Begin

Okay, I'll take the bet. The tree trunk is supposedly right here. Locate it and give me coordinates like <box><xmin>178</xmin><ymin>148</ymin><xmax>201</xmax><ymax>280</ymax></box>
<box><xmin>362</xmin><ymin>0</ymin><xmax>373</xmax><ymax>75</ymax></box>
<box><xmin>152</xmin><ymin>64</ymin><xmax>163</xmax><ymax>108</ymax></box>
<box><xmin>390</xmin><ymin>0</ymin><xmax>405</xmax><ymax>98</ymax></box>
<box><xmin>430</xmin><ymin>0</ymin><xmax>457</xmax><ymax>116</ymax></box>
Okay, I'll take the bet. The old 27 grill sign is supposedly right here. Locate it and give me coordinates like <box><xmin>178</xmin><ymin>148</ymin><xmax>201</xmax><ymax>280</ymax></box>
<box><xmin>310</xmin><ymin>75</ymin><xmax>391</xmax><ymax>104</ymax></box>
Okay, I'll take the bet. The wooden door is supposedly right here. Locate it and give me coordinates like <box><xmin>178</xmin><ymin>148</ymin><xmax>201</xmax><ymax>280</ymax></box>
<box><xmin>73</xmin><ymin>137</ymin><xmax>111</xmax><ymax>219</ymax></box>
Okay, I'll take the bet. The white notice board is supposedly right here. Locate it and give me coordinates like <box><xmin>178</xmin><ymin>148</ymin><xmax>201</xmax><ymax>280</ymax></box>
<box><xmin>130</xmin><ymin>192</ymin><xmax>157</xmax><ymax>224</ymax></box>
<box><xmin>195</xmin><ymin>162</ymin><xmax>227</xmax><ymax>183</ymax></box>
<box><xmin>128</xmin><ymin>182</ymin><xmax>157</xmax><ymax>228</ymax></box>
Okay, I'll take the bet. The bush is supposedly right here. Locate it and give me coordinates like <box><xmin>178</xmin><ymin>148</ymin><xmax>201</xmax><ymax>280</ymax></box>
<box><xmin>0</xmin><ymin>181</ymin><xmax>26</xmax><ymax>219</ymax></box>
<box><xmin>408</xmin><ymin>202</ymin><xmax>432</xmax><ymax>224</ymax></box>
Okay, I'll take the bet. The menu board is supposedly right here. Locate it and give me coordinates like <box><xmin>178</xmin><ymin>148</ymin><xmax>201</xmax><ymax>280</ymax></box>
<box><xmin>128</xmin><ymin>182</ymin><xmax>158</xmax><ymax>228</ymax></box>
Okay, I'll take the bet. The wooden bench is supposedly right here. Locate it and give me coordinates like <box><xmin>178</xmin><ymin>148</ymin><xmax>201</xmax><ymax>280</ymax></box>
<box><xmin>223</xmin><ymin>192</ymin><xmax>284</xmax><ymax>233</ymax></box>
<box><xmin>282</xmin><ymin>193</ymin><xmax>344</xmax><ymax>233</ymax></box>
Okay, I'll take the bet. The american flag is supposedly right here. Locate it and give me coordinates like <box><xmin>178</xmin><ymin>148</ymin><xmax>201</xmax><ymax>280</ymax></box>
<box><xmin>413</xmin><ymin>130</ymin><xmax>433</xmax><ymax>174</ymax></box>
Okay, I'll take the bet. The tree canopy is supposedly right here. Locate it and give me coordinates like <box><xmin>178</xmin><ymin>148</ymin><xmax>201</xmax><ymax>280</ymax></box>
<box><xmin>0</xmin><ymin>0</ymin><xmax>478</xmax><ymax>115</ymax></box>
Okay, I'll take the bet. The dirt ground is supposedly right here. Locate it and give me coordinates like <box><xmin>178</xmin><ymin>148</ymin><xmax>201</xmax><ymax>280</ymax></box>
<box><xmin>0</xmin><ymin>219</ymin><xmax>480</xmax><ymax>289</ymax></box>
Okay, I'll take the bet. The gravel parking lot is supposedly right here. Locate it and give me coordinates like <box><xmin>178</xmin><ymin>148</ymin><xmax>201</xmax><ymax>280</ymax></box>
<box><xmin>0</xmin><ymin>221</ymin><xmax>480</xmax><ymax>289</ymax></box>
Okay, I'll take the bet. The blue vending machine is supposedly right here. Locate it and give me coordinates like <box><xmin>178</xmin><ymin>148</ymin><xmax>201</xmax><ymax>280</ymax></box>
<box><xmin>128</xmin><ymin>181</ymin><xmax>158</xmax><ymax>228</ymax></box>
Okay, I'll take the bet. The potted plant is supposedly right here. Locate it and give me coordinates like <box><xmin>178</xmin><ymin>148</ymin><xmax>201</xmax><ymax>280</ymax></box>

End

- Exercise requirements -
Format all the entries above as a numbered list, with each line as its own item and blank lines omitted.

- Exercise response -
1. Okay, I'll take the bet. The tree trunk is supposedly right here. Locate it and give me coordinates like <box><xmin>178</xmin><ymin>148</ymin><xmax>201</xmax><ymax>280</ymax></box>
2. <box><xmin>362</xmin><ymin>0</ymin><xmax>373</xmax><ymax>75</ymax></box>
3. <box><xmin>152</xmin><ymin>64</ymin><xmax>163</xmax><ymax>108</ymax></box>
4. <box><xmin>390</xmin><ymin>0</ymin><xmax>405</xmax><ymax>98</ymax></box>
5. <box><xmin>430</xmin><ymin>0</ymin><xmax>457</xmax><ymax>116</ymax></box>
6. Okay, I'll take the bet. The old 27 grill sign is supposedly right here. Locate it and give me coordinates like <box><xmin>178</xmin><ymin>148</ymin><xmax>201</xmax><ymax>280</ymax></box>
7. <box><xmin>310</xmin><ymin>75</ymin><xmax>391</xmax><ymax>104</ymax></box>
8. Okay, I'll take the bet. The wooden door is supposedly right here. Locate it and give me coordinates like <box><xmin>178</xmin><ymin>148</ymin><xmax>201</xmax><ymax>280</ymax></box>
9. <box><xmin>73</xmin><ymin>137</ymin><xmax>111</xmax><ymax>219</ymax></box>
10. Okay, I'll take the bet. The white notice board is supposedly right here. Locate it and give me coordinates like <box><xmin>178</xmin><ymin>148</ymin><xmax>201</xmax><ymax>280</ymax></box>
11. <box><xmin>130</xmin><ymin>192</ymin><xmax>157</xmax><ymax>224</ymax></box>
12. <box><xmin>195</xmin><ymin>162</ymin><xmax>227</xmax><ymax>183</ymax></box>
13. <box><xmin>128</xmin><ymin>182</ymin><xmax>157</xmax><ymax>228</ymax></box>
14. Okay, I'll take the bet. The bush is supposedly right here. Locate it and give me coordinates like <box><xmin>178</xmin><ymin>148</ymin><xmax>201</xmax><ymax>280</ymax></box>
15. <box><xmin>0</xmin><ymin>181</ymin><xmax>26</xmax><ymax>219</ymax></box>
16. <box><xmin>408</xmin><ymin>202</ymin><xmax>432</xmax><ymax>224</ymax></box>
17. Okay, I'll take the bet. The menu board is supposedly right here. Locate it and give me coordinates like <box><xmin>178</xmin><ymin>148</ymin><xmax>201</xmax><ymax>280</ymax></box>
18. <box><xmin>128</xmin><ymin>182</ymin><xmax>158</xmax><ymax>228</ymax></box>
19. Okay, I'll take the bet. The wooden bench is supposedly right here. Locate it and give me coordinates like <box><xmin>178</xmin><ymin>148</ymin><xmax>201</xmax><ymax>280</ymax></box>
20. <box><xmin>223</xmin><ymin>192</ymin><xmax>284</xmax><ymax>233</ymax></box>
21. <box><xmin>282</xmin><ymin>193</ymin><xmax>344</xmax><ymax>233</ymax></box>
22. Okay, I'll take the bet. The american flag is supposedly right here. Locate it and give me coordinates like <box><xmin>178</xmin><ymin>148</ymin><xmax>201</xmax><ymax>280</ymax></box>
23. <box><xmin>413</xmin><ymin>130</ymin><xmax>433</xmax><ymax>174</ymax></box>
24. Okay, I'll take the bet. The tree canopy is supposedly right here. Locate it and give me coordinates like <box><xmin>178</xmin><ymin>148</ymin><xmax>201</xmax><ymax>280</ymax></box>
25. <box><xmin>0</xmin><ymin>0</ymin><xmax>478</xmax><ymax>115</ymax></box>
26. Okay, I'll take the bet. The dirt ground is supposedly right here. Locate it and give me coordinates like <box><xmin>178</xmin><ymin>148</ymin><xmax>201</xmax><ymax>280</ymax></box>
27. <box><xmin>0</xmin><ymin>219</ymin><xmax>480</xmax><ymax>289</ymax></box>
28. Okay, I'll take the bet. The gravel parking lot is supposedly right here. Locate it and give me coordinates like <box><xmin>178</xmin><ymin>148</ymin><xmax>201</xmax><ymax>280</ymax></box>
29. <box><xmin>0</xmin><ymin>221</ymin><xmax>480</xmax><ymax>289</ymax></box>
30. Okay, I'll take the bet. The blue vending machine is supposedly right here. Locate it and give me coordinates like <box><xmin>178</xmin><ymin>148</ymin><xmax>201</xmax><ymax>280</ymax></box>
31. <box><xmin>128</xmin><ymin>181</ymin><xmax>158</xmax><ymax>228</ymax></box>
32. Okay, I'll take the bet. The potted plant is supposedly right here. Locate it and give me coordinates like <box><xmin>178</xmin><ymin>148</ymin><xmax>201</xmax><ymax>280</ymax></box>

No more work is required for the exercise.